------ Data to process ------

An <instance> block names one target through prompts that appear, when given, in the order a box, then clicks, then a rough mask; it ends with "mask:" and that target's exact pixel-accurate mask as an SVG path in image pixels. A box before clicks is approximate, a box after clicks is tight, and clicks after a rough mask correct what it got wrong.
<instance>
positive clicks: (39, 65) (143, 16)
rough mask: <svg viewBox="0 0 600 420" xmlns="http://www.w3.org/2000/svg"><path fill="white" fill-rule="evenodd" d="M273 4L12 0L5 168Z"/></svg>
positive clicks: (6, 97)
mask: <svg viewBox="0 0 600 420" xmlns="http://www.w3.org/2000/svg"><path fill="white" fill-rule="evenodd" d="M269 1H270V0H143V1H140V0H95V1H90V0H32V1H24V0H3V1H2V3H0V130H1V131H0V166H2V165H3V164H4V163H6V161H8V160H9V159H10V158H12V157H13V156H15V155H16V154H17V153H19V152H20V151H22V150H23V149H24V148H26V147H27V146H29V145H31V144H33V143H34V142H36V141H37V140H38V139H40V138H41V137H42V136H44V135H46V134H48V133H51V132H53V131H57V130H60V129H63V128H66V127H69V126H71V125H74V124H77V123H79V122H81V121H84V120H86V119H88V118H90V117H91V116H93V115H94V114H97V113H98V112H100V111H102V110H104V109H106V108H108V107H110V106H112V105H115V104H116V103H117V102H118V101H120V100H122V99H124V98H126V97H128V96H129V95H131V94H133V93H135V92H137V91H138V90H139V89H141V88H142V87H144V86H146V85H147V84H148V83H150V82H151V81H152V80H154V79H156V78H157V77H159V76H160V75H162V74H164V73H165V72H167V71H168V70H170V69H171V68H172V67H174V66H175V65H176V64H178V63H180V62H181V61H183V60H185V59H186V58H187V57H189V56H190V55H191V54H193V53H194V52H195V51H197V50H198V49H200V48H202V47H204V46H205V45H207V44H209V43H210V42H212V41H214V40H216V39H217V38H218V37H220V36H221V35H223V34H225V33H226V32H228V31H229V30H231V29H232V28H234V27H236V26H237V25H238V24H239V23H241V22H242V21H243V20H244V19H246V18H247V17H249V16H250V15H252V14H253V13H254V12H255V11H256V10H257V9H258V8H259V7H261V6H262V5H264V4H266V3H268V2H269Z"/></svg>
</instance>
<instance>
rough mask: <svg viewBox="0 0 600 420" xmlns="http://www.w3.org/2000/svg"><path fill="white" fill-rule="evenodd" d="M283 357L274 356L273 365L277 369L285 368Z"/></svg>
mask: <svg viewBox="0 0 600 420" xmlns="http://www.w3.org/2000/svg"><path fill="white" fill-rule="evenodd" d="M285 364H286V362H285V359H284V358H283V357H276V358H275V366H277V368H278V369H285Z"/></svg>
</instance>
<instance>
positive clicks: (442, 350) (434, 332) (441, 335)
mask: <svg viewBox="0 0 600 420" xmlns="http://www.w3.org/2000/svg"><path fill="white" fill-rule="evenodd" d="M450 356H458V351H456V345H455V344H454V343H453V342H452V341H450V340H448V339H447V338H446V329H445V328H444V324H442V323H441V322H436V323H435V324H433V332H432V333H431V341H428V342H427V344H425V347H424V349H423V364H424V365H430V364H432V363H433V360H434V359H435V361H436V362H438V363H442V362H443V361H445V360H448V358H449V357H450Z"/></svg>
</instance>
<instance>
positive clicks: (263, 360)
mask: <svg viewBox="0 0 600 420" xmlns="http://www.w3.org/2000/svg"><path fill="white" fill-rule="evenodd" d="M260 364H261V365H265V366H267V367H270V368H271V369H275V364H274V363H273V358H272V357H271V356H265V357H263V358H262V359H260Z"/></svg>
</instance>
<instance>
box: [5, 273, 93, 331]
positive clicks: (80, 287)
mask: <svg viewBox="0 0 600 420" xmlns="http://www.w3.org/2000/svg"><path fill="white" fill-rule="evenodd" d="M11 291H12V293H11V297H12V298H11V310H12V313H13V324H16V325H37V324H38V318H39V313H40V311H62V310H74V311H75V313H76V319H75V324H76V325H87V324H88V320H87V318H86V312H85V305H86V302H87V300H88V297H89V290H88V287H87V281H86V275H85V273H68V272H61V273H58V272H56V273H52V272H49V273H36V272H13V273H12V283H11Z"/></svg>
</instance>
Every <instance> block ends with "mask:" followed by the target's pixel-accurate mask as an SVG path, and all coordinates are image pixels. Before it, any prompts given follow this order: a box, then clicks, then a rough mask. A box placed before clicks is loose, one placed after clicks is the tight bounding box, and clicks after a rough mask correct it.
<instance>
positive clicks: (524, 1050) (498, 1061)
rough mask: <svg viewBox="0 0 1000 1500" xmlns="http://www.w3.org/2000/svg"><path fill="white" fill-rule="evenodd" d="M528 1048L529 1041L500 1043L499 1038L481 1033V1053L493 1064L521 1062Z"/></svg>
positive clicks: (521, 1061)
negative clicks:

------

In this exercise, give every record above again exactly.

| Response below |
An <instance> block names one target through prompts that appear, when given, in the order a box, then clicks, then a rough mask; it ends with "mask:" and that target's exact pixel-accurate mask as an SVG path in image pixels. A box before clicks is approximate, a box after clicks is tight, and clicks after a rough mask correct what it got wrong.
<instance>
positive clicks: (39, 65) (143, 16)
rough mask: <svg viewBox="0 0 600 420" xmlns="http://www.w3.org/2000/svg"><path fill="white" fill-rule="evenodd" d="M273 4L12 0L5 168Z"/></svg>
positive clicks: (6, 97)
mask: <svg viewBox="0 0 600 420" xmlns="http://www.w3.org/2000/svg"><path fill="white" fill-rule="evenodd" d="M269 1H270V0H143V1H140V0H95V1H90V0H32V1H24V0H3V1H2V3H0V130H1V131H0V166H2V165H3V164H4V163H6V161H8V160H9V159H10V158H12V157H13V156H15V155H16V154H17V153H19V152H20V151H22V150H23V149H24V148H26V147H27V146H29V145H31V144H33V143H34V142H36V141H37V140H38V139H40V138H41V137H42V136H44V135H46V134H48V133H51V132H53V131H57V130H60V129H63V128H66V127H69V126H71V125H74V124H77V123H79V122H81V121H84V120H86V119H88V118H90V117H91V116H93V115H94V114H97V113H98V112H100V111H102V110H104V109H106V108H108V107H110V106H112V105H115V104H116V103H117V102H118V101H120V100H122V99H124V98H126V97H128V96H129V95H131V94H133V93H135V92H137V91H138V90H139V89H141V88H142V87H144V86H146V85H147V84H148V83H150V82H151V81H152V80H154V79H156V78H157V77H159V76H160V75H162V74H164V73H165V72H167V71H168V70H170V69H171V68H172V67H174V66H175V65H176V64H178V63H180V62H181V61H183V60H185V59H186V58H187V57H189V56H190V55H191V54H193V53H194V52H195V51H197V50H198V49H200V48H202V47H204V46H205V45H207V44H209V43H210V42H212V41H214V40H216V39H217V38H218V37H220V36H221V35H223V34H225V33H226V32H228V31H229V30H231V29H232V28H234V27H236V26H237V25H238V24H239V23H241V22H242V21H243V20H244V19H246V18H247V17H249V16H250V15H252V14H253V13H254V12H255V11H256V10H257V9H258V8H259V7H261V6H262V5H264V4H266V3H268V2H269Z"/></svg>
</instance>
<instance>
rough mask: <svg viewBox="0 0 600 420" xmlns="http://www.w3.org/2000/svg"><path fill="white" fill-rule="evenodd" d="M283 357L274 356L273 365L277 369L285 368Z"/></svg>
mask: <svg viewBox="0 0 600 420" xmlns="http://www.w3.org/2000/svg"><path fill="white" fill-rule="evenodd" d="M285 364H286V362H285V359H284V358H283V357H276V358H275V366H277V368H278V369H285Z"/></svg>
</instance>
<instance>
positive clicks: (442, 350) (434, 332) (441, 335)
mask: <svg viewBox="0 0 600 420" xmlns="http://www.w3.org/2000/svg"><path fill="white" fill-rule="evenodd" d="M450 356H458V351H456V345H455V344H454V343H453V342H452V341H450V340H448V339H447V338H446V329H445V328H444V324H442V323H441V322H436V323H435V324H433V332H432V333H431V341H428V342H427V344H425V347H424V349H423V364H424V365H430V364H432V363H433V360H434V359H435V361H436V362H438V363H442V362H443V361H445V360H448V358H449V357H450Z"/></svg>
</instance>
<instance>
positive clicks: (263, 360)
mask: <svg viewBox="0 0 600 420" xmlns="http://www.w3.org/2000/svg"><path fill="white" fill-rule="evenodd" d="M260 364H261V365H265V366H267V367H270V368H271V369H275V364H274V363H273V358H272V357H271V356H265V357H263V358H262V359H260Z"/></svg>
</instance>
<instance>
box: [5, 273, 93, 331]
positive clicks: (80, 287)
mask: <svg viewBox="0 0 600 420" xmlns="http://www.w3.org/2000/svg"><path fill="white" fill-rule="evenodd" d="M11 291H12V293H11V297H12V298H11V310H12V313H13V324H16V325H37V324H38V318H39V313H40V311H62V310H74V311H75V313H76V319H75V324H76V325H87V324H88V320H87V318H86V312H85V305H86V302H87V300H88V297H89V290H88V287H87V281H86V275H85V273H68V272H61V273H58V272H56V273H52V272H49V273H36V272H13V273H12V283H11Z"/></svg>
</instance>
Every <instance> block ends with "mask:" followed by the target's pixel-accurate mask as an SVG path, and all coordinates are image pixels. Before it, any prompts given follow this order: a box, then clicks, then a rough mask. A box placed before clicks is loose, one placed after clicks is the tight bounding box, and clicks after a rough mask correct it.
<instance>
positive clicks: (524, 1050) (498, 1061)
rough mask: <svg viewBox="0 0 1000 1500" xmlns="http://www.w3.org/2000/svg"><path fill="white" fill-rule="evenodd" d="M528 1048L529 1041L500 1043L499 1038L481 1033V1053L493 1064L521 1062Z"/></svg>
positive clicks: (521, 1061)
negative clicks:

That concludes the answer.